**TO BE DONE:**
Format every line of the records below as a numbered list, omitting any blank lines.

[Object detection data]
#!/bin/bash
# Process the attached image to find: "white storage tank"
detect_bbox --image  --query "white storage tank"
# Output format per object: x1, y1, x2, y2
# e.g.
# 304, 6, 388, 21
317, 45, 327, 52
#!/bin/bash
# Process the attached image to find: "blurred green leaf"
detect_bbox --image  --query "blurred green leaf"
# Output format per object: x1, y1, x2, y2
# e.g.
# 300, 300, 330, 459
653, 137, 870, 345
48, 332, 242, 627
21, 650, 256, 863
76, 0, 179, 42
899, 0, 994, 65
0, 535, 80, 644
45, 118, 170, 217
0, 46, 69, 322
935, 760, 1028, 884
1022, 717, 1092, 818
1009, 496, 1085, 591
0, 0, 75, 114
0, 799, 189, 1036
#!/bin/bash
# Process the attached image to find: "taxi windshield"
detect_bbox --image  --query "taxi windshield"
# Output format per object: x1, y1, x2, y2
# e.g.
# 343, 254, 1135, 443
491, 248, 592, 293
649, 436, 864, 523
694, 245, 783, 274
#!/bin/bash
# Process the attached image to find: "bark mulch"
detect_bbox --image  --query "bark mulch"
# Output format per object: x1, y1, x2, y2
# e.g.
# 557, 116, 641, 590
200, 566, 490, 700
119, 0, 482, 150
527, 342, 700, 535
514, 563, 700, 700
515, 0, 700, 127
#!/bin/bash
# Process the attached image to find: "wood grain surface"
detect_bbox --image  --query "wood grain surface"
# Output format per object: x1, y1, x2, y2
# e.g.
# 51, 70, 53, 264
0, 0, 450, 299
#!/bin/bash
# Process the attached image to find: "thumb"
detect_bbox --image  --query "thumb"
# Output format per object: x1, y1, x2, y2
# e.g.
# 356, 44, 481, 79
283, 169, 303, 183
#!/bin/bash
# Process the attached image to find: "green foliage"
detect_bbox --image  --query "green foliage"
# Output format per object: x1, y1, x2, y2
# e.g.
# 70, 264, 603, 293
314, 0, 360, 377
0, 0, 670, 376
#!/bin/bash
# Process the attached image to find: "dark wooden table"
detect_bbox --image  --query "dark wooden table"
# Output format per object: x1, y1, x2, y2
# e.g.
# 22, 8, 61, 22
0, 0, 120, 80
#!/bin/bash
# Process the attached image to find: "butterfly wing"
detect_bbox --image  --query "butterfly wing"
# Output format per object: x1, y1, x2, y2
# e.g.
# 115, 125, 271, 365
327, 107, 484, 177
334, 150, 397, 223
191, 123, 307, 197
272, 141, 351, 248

**TASK ANSWER:**
1. #!/bin/bash
2. # Process the attached image to find: "white storage tank"
3. detect_bbox --image  --query "white storage tank"
4. # Output format per object: x1, y1, x2, y2
5. # e.g.
6. # 304, 6, 388, 21
7. 317, 45, 327, 52
8. #!/bin/bash
9. # Process the attached image to find: "blurred green leaf"
10. detect_bbox --image  --query "blurred green leaf"
11. # Output format per object: x1, y1, x2, y2
12. # e.g.
13. # 300, 300, 330, 459
14. 653, 137, 870, 345
15. 48, 332, 242, 627
16. 21, 650, 256, 863
17. 76, 0, 179, 42
18. 899, 0, 994, 65
19. 0, 535, 80, 644
20. 45, 118, 170, 217
21. 0, 46, 69, 322
22. 935, 760, 1028, 884
23. 1022, 717, 1092, 818
24. 1009, 496, 1085, 591
25. 0, 0, 75, 114
26. 0, 799, 189, 1036
27. #!/bin/bash
28. # Process the attached image to find: "taxi windshield"
29. detect_bbox --image  --query "taxi windshield"
30. # Output format per object: x1, y1, x2, y2
31. # e.g.
32. # 343, 254, 1135, 443
33. 491, 248, 592, 293
34. 649, 436, 864, 523
35. 694, 245, 783, 274
36. #!/bin/bash
37. # Process the attached image to find: "bark mulch"
38. detect_bbox --image  --query "bark mulch"
39. # Output format per object: x1, y1, x2, y2
40. # e.g.
41. # 557, 116, 641, 590
42. 200, 566, 490, 700
43. 119, 0, 482, 150
44. 527, 342, 700, 535
45. 514, 563, 700, 700
46. 515, 0, 700, 127
47. #!/bin/bash
48. # Process the attached image to find: "wood grain surface"
49. detect_bbox --image  --query "wood grain surface"
50. # Output format per object: x1, y1, x2, y2
51. # e.g.
52. # 51, 70, 53, 264
53. 0, 0, 450, 299
54. #!/bin/bash
55. # Process the attached image to find: "thumb"
56. detect_bbox --image  --query "thumb"
57. # Output format per object: x1, y1, x2, y2
58. # e.g.
59. # 356, 44, 481, 79
60. 283, 169, 303, 183
61. #!/bin/bash
62. # Process the attached image to find: "green foliage"
63. detect_bbox --image  --query "green foliage"
64. # Output format per object: x1, y1, x2, y2
65. # e.g.
66. # 70, 264, 603, 293
67. 314, 0, 360, 377
68. 0, 0, 670, 376
69. #!/bin/bash
70. # Process the attached image to find: "dark wooden table"
71. detect_bbox --image  --query "dark wooden table"
72. # Output format per object: x1, y1, x2, y2
73. # e.g.
74. # 22, 8, 61, 22
75. 0, 0, 120, 80
76. #!/bin/bash
77. # Process the attached image to find: "butterfly wing"
78. detect_bbox --image  --query "butterfly wing"
79. # Output format per object: x1, y1, x2, y2
80. # e.g.
81. # 115, 125, 271, 365
82. 327, 107, 484, 177
83. 334, 150, 397, 223
84. 191, 123, 307, 197
85. 272, 141, 351, 248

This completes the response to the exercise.